== Source extract

- How is neuroblastoma treated?
- Neuroblastoma surgery
- Chemotherapy for neuroblastoma
- Radiation therapy for neuroblastoma
- High-dose chemotherapy/radiation therapy and stem cell transplant for neuroblastoma
- Retinoid therapy for neuroblastoma
- Immunotherapy for neuroblastoma
- Treatment of neuroblastoma by risk group
- Emotional and social issues in children with neuroblastoma
High-dose chemotherapy/radiation therapy and stem cell transplant for neuroblastoma
This type of treatment is often used in children with high-risk neuroblastoma who are unlikely to be cured with other treatments.
Giving higher doses of chemotherapy (and sometimes radiation) might be more effective in treating these cancers, but normally this can’t be done because it would cause severe damage to the bone marrow, where new blood cells are made. This could lead to life-threatening shortages of blood cells.
Doctors can sometimes get around this problem by giving the high-dose treatments, then replacing the patient’s bone marrow cells by giving them new blood-making cells (called stem cells). This is known as a stem cell transplant (SCT).
In the past, the stem cells were often collected from the child’s own bone marrow before treatment, which required drilling small holes in certain bones. The treatment was commonly referred to as a bone marrow transplant.
But doctors have found that stem cells can be collected from the bloodstream during a procedure known as apheresis. This is similar to donating blood, but instead of going into a collecting bag, the blood goes into a special machine that filters out the stem cells and returns the other parts of the blood back to the person’s body. This process may be repeated over a few days. The stem cells are then frozen until the transplant.
How the transplant is done
Typically, the child will be admitted to the stem cell transplant unit of the hospital on the day before the high-dose chemo begins. He or she will usually stay in the hospital until after the chemo and the stem cells have been given, and until the stem cells have started making new blood cells again (see below).

====

▸ **Task requirements**
A: In the text on stem cell transplant for neuroblastoma, what is the procedure called that collects stem cells from the bloodstream?
B: Reproduce the part of the neuroblastoma stem cell transplant text that opens with the words containing "- Neuroblastoma surgery" and closes with "with other treatments.".
C: Carry the text on high-dose treatment and stem cell transplant for neuroblastoma further, starting after its final sentence.

== Extracted information

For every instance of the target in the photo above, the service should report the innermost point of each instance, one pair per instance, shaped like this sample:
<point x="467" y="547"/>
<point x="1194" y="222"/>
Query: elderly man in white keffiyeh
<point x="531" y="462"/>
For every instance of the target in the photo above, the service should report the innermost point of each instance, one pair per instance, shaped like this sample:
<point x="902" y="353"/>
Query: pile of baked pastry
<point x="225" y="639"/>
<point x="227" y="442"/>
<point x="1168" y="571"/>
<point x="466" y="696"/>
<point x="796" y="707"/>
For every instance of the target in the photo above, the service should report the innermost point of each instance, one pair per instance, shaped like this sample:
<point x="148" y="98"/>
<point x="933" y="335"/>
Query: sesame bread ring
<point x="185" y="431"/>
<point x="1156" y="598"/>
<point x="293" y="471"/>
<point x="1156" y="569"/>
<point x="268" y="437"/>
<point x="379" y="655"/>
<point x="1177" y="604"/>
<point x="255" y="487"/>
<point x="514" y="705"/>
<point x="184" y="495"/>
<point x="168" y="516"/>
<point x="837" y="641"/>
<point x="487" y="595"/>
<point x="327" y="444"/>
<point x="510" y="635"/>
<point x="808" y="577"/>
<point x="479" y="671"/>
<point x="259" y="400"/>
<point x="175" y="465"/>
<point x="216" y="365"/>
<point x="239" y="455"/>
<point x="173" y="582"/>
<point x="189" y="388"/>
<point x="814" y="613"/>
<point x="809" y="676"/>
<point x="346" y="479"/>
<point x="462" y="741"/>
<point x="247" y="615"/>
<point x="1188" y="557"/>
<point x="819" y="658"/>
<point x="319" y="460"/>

====

▸ **Answers in order**
A: Apheresis.

B:
- Neuroblastoma surgery
- Chemotherapy for neuroblastoma
- Radiation therapy for neuroblastoma
- High-dose chemotherapy/radiation therapy and stem cell transplant for neuroblastoma
- Retinoid therapy for neuroblastoma
- Immunotherapy for neuroblastoma
- Treatment of neuroblastoma by risk group
- Emotional and social issues in children with neuroblastoma
High-dose chemotherapy/radiation therapy and stem cell transplant for neuroblastoma
This type of treatment is often used in children with high-risk neuroblastoma who are unlikely to be cured with other treatments.

C:
The child gets high-dose chemotherapy, often along with radiation. This destroys the cancer cells in the body, as well as the normal cells in the bone marrow. After treatment, the frozen stem cells are thawed and given as a blood transfusion. The stem cells travel through the bloodstream and settle in the child’s bone marrow.
Usually within a couple of weeks, the stem cells begin making new white blood cells. This is later followed by new platelet production and new red blood cell production. Until this happens, the child is at high risk of infection because of a low white blood cell count, as well as bleeding because of a low platelet count. To help lower the risk of infection, the child stays in a special hospital room, and visitors must wear protective clothing. Blood and platelet transfusions and treatment with IV antibiotics may also be used to help prevent or treat infections or bleeding problems.
The child usually stays in the hospital room until part of the white blood cell count (known as the absolute neutrophil count, or ANC) rises to a safe level. The child is then seen in an outpatient clinic almost every day for several weeks. Because platelet counts often take longer to return to a safe level, the child may get platelet transfusions as an outpatient. Patients may need to make regular visits to the outpatient clinic for about 6 months, after which time their care may be continued by their regular doctors.
A stem cell transplant is a complex treatment that can cause life-threatening side effects. If the doctors think your child can benefit from a transplant, the best place to have this done is at a nationally recognized cancer center where the staff has experience with the procedure and with managing the recovery period.
A stem cell transplant often requires a long hospital stay and can be very expensive (costing well over $100,000). Be sure to get a written approval from your insurer if the procedure is recommended for your child. Even if the transplant is covered by your health insurance, co-pays or other costs could easily amount to many thousands of dollars. Find out what your insurer will cover before the transplant so you will have an idea of what you might have to pay.
Possible side effects
The possible side effects from SCT are generally divided into early and long-term effects.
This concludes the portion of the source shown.